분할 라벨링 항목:

..............................

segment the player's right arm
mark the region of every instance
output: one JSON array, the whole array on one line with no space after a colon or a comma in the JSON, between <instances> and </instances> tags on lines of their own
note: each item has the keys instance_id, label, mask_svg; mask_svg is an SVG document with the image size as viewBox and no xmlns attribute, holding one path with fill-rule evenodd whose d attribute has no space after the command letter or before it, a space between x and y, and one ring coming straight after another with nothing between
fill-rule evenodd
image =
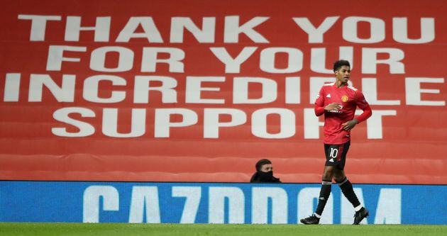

..............................

# 문제 설명
위 목록의 모든 줄을 한 글자도 바꾸지 말고 옮겨 적으세요. 그림은 빼고 적으세요.

# 작성한 풀이
segment the player's right arm
mark the region of every instance
output: one JSON array, the whole array on one line with no space after a colon or a comma in the JSON, between <instances> and </instances> tags on lines of their own
note: each item has the keys instance_id, label, mask_svg; mask_svg is an SVG document with the image size as viewBox and no xmlns attribute, holding one path with fill-rule evenodd whose d attribute has no space after the command letter or before it, a space between x and y, and one ring coming straight after another with nothing between
fill-rule evenodd
image =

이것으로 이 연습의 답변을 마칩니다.